# Instrução escrita 1
Identifique cada linha da listagem que contenha a palavra "takes". Maiúsculas e minúsculas devem ser diferenciadas.

# Trecho fornecido
☆ ☆ ☆

Páginas

quarta-feira, 13 de julho de 2011

Um dia de livros sem final

O dia hoje acordou feio. O Capibaribe estava cheio, turvo, cor de barro. Percebi isso quando voltava pensativa de Boa Viagem sentido Recife Antigo, já era quase meio de tarde. Cheguei no Centro às 7h30 hoje. Uma indisposição, meio reflexo de algumas noites mal dormidas, aquelas de sonhos intranquilos. Acessei o twitter como sempre e me abati mais do que o normal com a notícia – muito triste – sobre a queda de um avião bimotor quase na avenida Boa Viagem. 16 pessoas, até então sem nome, morreram.

Aquilo me deixou muito aflita, angustiada. Comecei a acompanhar em tempo real a cobertura dos veículos de comunicação. Lembrei-me, inclusive, dos tempos de campanha no Pará, quando a gente se aventurava em Taxis-aéreos que, por diversas vezes, deram sustos com colegas à bordo. O tamanho do aperto no meu peito começou a me incomodar. Comecei a me incomodar com a cobertura mal intencionada de alguns colegas. Me incomodei demais quando soube que um conhecido conhecia um conhecido de alguém que estava no avião. O coração do tamanho de um amendoim. Sempre disse que sou sensitiva, quase bruxa.

A notícia chegou. Carolina* estava no avião. Anderson* é um amigo querido do meu irmão que me viu crescer. Acompanhou meus passos, minhas fases, destes que dá até pitaco na sua vida. Perdeu a mãe e desde muito tempo namorava com Carolina*, uma paulista do interior, que puxa o R, fala muito palavrão e sorri para a vida. Eram casados, então. Ela não tem família em Recife. Acostumamos a tê-los nos encontros de família, nas visitas constantes à casa do meu irmão regadas à arroz de carreteiro e stella artrois. Inclusive no último dia das mães, sentados à varanda da casa de meu pai até o anoitecer, conversando potoca e polemizando a união homoafetiva.

Perdi minha irmã já vai fazer oito anos. E sempre que morre alguém me comporto da mesma maneira. Quando Mirella foi assassinada, me doparam com remédios, mas se há uma lembrança clara é que em nenhum momento me deixaram sozinha. Os amigos se revezavam para segurar a minha mão. E assim faço eu a cada pessoa que se vai.

Meu irmão ainda estava no Cabo de Santo Agostinho com a minha cunhada, à caminho do Hotel onde seria o ponto de apoio. Segui antes. Deus não me queria por lá. Meu pneu furou, eu estava sem estepe. Chorei sozinha no meio da rua, procurei um caixa eletrônico, um borracheiro, um pneu voador. Uma mulher ficou com pena e me deu uma carona. Fui bater no pão de açúcar, larguei meu carro na Agamenon Magalhães. O caixa estava fora do ar. Fui em casa, pedi dinheiro emprestado a babá do meu filho, peguei um taxi, peguei meu pneu, levei ao borracheiro, um homem me cobrou R$20 para trocar o pneu e, finalmente, segui em direção a Boa Viagem.

☆ ☆ ☆

# Instrução escrita 2
Copie literalmente a parte do relato acima que começa em "Aquilo me deixou" e termina em "sensitiva, quase bruxa.".

☆ ☆ ☆

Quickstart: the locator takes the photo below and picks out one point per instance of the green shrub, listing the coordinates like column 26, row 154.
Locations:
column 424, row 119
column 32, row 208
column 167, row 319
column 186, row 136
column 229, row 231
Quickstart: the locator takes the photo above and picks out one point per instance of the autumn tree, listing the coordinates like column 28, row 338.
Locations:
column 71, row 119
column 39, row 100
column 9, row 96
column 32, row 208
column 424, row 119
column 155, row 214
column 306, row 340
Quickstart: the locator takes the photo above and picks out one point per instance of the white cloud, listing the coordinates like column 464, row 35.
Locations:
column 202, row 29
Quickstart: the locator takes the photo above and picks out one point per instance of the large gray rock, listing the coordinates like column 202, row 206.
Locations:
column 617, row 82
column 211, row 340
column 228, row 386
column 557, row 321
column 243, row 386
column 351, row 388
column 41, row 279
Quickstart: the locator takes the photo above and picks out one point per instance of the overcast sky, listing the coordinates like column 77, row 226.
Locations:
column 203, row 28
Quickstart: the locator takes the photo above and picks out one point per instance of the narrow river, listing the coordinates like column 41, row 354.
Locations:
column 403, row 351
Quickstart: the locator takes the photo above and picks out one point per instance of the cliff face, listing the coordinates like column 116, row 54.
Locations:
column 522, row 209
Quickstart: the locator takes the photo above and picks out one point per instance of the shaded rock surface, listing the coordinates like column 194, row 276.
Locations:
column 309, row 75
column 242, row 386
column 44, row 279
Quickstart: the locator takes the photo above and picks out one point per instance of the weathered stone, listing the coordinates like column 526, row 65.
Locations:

☆ ☆ ☆

# Resposta 1
Quickstart: the locator takes the photo below and picks out one point per instance of the green shrub, listing the coordinates like column 26, row 154.
Quickstart: the locator takes the photo above and picks out one point per instance of the autumn tree, listing the coordinates like column 28, row 338.
Quickstart: the locator takes the photo above and picks out one point per instance of the white cloud, listing the coordinates like column 464, row 35.
Quickstart: the locator takes the photo above and picks out one point per instance of the large gray rock, listing the coordinates like column 202, row 206.
Quickstart: the locator takes the photo above and picks out one point per instance of the overcast sky, listing the coordinates like column 77, row 226.
Quickstart: the locator takes the photo above and picks out one point per instance of the narrow river, listing the coordinates like column 41, row 354.
Quickstart: the locator takes the photo above and picks out one point per instance of the cliff face, listing the coordinates like column 116, row 54.
Quickstart: the locator takes the photo above and picks out one point per instance of the shaded rock surface, listing the coordinates like column 194, row 276.
Quickstart: the locator takes the photo above and picks out one point per instance of the weathered stone, listing the coordinates like column 526, row 65.

# Resposta 2
Aquilo me deixou muito aflita, angustiada. Comecei a acompanhar em tempo real a cobertura dos veículos de comunicação. Lembrei-me, inclusive, dos tempos de campanha no Pará, quando a gente se aventurava em Taxis-aéreos que, por diversas vezes, deram sustos com colegas à bordo. O tamanho do aperto no meu peito começou a me incomodar. Comecei a me incomodar com a cobertura mal intencionada de alguns colegas. Me incomodei demais quando soube que um conhecido conhecia um conhecido de alguém que estava no avião. O coração do tamanho de um amendoim. Sempre disse que sou sensitiva, quase bruxa.